Set problem: Render the stretch from the line containing "Reviewer note: verify that every instance of the forested" through the line containing "<point>1194,575</point>" as a Markdown table with the columns Row and Line. Number each row and put only those lines in it, leaving out blank ones.
— start of Records shown —
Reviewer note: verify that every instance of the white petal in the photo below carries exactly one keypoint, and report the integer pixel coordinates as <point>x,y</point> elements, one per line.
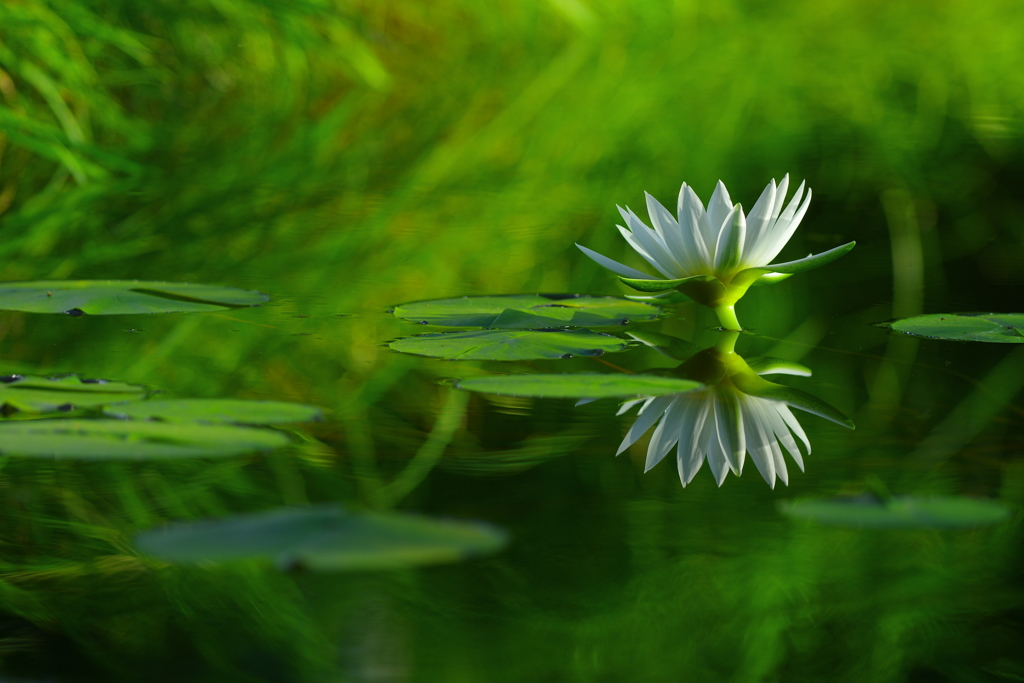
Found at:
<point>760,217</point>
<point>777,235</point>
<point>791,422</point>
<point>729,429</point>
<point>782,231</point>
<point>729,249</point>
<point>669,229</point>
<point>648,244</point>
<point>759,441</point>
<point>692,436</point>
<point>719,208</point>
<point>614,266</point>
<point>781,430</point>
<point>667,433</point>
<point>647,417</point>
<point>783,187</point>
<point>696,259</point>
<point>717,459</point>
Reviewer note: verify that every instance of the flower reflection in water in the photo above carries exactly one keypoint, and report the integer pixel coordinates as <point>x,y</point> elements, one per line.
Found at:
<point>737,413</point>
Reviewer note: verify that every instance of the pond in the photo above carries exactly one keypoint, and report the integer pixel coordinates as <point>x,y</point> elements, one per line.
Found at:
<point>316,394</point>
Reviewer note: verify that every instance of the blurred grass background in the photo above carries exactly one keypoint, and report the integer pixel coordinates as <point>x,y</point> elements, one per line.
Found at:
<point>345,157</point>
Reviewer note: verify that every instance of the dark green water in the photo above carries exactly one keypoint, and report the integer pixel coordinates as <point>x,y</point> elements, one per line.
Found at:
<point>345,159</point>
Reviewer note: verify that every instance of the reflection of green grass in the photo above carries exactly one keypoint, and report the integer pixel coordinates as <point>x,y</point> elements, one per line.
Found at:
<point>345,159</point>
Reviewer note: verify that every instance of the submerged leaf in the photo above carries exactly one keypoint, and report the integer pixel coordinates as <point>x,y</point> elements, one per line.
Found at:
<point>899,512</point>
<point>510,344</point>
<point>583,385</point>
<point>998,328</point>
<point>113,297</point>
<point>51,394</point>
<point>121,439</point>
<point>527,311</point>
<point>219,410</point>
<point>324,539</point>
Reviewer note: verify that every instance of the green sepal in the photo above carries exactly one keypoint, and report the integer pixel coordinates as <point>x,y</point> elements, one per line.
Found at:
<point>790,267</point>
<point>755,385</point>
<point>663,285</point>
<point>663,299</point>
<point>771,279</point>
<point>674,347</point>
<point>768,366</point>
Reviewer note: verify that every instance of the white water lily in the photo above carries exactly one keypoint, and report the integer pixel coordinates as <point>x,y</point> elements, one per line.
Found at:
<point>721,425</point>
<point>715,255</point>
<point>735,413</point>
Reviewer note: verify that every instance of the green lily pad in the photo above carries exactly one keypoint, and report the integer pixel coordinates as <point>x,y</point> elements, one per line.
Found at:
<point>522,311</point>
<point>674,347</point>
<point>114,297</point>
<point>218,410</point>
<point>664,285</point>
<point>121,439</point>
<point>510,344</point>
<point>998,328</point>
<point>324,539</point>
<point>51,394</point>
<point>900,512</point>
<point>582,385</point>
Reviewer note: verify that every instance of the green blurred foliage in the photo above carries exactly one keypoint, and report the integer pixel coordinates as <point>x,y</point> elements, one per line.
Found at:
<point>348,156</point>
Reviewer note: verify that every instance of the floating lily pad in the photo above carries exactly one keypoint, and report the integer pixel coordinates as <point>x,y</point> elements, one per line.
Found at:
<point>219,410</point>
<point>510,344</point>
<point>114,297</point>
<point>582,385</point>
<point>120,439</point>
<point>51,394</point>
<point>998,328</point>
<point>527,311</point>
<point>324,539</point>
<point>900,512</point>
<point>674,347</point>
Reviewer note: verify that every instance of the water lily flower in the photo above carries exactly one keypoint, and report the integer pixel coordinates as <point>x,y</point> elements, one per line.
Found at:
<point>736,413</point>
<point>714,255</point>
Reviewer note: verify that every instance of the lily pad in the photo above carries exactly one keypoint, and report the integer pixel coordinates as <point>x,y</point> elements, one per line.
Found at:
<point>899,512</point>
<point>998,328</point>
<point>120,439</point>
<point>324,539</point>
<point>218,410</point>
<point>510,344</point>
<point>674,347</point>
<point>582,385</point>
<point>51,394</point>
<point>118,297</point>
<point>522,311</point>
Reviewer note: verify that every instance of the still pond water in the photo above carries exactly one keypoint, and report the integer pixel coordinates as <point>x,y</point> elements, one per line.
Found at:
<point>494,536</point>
— end of Records shown —
— start of Records shown —
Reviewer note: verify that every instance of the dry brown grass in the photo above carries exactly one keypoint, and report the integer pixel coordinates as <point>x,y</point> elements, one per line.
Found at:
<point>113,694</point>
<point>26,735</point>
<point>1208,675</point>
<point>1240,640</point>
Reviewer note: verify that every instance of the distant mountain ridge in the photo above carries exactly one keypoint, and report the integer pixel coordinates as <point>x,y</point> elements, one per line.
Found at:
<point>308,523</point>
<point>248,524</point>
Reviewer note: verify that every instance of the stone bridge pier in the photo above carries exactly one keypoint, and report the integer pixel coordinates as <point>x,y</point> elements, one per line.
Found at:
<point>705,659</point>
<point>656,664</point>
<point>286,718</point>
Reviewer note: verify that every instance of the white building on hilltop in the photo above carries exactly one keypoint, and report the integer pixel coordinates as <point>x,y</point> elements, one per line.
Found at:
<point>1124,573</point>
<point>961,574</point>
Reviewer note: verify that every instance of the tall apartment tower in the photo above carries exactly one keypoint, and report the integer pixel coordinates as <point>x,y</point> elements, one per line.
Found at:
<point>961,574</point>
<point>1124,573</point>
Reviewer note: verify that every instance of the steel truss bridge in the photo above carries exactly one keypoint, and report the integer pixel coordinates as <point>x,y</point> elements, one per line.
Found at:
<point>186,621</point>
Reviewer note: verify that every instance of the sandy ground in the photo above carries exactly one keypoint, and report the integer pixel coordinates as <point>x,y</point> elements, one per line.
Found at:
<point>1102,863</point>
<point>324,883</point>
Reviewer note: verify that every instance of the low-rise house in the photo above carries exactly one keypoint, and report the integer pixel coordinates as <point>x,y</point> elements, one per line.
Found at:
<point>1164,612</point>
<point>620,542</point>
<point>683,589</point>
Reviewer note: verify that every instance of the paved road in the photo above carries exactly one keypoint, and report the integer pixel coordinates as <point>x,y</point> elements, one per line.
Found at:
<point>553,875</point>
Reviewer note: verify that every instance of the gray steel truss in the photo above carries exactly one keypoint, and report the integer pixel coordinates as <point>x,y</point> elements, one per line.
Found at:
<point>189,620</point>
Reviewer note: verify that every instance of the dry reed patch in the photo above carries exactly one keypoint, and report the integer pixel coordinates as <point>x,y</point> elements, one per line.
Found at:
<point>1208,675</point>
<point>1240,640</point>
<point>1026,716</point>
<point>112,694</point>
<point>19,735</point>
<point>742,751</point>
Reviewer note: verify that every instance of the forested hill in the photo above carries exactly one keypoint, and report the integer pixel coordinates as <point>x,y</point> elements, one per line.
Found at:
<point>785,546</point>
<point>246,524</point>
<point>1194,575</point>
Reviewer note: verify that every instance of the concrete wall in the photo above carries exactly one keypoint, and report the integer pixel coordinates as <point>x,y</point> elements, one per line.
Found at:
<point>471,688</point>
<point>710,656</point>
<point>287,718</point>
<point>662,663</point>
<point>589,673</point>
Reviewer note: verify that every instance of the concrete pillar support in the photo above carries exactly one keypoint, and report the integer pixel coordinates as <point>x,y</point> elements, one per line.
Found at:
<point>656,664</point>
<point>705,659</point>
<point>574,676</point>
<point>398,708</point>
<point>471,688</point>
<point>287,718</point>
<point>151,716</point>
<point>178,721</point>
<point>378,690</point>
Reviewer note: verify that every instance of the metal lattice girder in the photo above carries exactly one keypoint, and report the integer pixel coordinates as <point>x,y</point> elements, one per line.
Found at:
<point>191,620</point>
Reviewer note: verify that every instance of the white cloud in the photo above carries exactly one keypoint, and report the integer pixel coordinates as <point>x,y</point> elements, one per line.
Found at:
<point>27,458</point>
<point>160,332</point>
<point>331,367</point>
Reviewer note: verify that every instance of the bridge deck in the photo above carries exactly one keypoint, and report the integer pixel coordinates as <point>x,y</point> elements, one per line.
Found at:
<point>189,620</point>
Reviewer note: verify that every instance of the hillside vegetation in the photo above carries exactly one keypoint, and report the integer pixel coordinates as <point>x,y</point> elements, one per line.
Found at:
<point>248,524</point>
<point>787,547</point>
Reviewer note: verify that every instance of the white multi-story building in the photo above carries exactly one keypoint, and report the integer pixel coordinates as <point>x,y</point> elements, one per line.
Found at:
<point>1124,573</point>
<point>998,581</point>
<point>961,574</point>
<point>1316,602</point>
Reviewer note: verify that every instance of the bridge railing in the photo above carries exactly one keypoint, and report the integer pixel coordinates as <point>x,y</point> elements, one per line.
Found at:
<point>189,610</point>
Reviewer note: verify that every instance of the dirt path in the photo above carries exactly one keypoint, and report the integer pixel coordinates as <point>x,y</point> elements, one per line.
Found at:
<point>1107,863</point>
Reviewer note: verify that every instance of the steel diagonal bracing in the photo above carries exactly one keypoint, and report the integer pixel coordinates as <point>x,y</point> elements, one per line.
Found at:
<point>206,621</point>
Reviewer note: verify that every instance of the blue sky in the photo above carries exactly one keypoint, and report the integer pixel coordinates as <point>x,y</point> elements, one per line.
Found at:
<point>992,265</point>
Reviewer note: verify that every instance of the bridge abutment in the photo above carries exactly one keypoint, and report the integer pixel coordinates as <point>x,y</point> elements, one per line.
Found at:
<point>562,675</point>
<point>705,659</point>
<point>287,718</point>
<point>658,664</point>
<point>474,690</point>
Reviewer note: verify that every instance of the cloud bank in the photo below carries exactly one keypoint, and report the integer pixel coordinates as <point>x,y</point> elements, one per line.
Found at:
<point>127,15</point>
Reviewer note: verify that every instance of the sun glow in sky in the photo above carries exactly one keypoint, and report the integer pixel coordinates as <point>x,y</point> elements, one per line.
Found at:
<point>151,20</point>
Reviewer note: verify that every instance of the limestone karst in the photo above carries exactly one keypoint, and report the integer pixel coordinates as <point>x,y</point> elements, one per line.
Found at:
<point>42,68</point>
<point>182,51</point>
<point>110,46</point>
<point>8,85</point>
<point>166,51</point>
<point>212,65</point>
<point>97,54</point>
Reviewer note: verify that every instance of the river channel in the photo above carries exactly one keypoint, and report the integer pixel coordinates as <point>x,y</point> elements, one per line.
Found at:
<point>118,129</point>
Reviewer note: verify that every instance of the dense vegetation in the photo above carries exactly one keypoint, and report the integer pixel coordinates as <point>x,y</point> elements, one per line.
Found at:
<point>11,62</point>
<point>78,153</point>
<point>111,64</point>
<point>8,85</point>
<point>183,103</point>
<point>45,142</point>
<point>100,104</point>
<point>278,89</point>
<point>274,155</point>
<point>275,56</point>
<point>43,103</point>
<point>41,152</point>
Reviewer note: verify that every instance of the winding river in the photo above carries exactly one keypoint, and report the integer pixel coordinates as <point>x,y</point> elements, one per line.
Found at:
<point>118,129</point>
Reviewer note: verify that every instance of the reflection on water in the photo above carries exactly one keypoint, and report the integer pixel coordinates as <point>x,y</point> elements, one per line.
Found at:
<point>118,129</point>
— end of Records shown —
Exercise solution:
| Row | Line |
|---|---|
| 1 | Reviewer note: verify that every instance of the forested hill in the photo above carries exactly one keypoint, and report the integer pixel coordinates as <point>x,y</point> elements, one per line. |
| 2 | Found at: |
| 3 | <point>785,546</point> |
| 4 | <point>246,524</point> |
| 5 | <point>1194,575</point> |